---------- Exercise input

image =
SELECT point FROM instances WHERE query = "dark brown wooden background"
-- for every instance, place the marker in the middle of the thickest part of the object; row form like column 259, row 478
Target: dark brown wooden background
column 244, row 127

--------------------
---------- Exercise input

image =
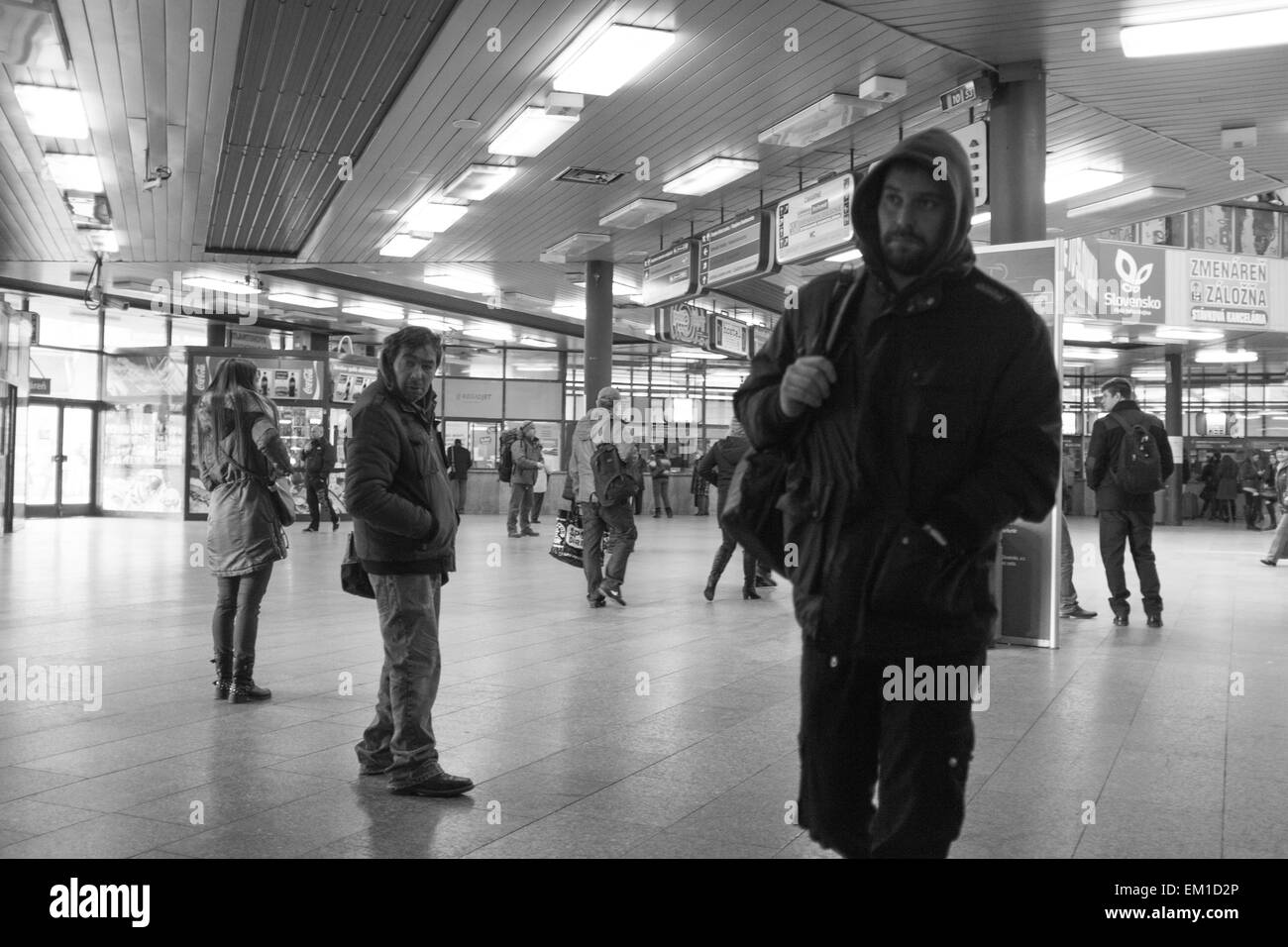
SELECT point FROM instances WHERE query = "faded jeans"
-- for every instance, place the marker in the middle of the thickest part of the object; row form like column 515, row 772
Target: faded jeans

--------------------

■ Your objective:
Exact duplication is required for the lines above, from the line that contains "515, row 772" to the line that contains "Target: faded jeans", inclusive; omit all others.

■ Solved exercise:
-- for every instance, place the marker in the middle of the thickest part of the object; row form like column 515, row 772
Target: faded jeans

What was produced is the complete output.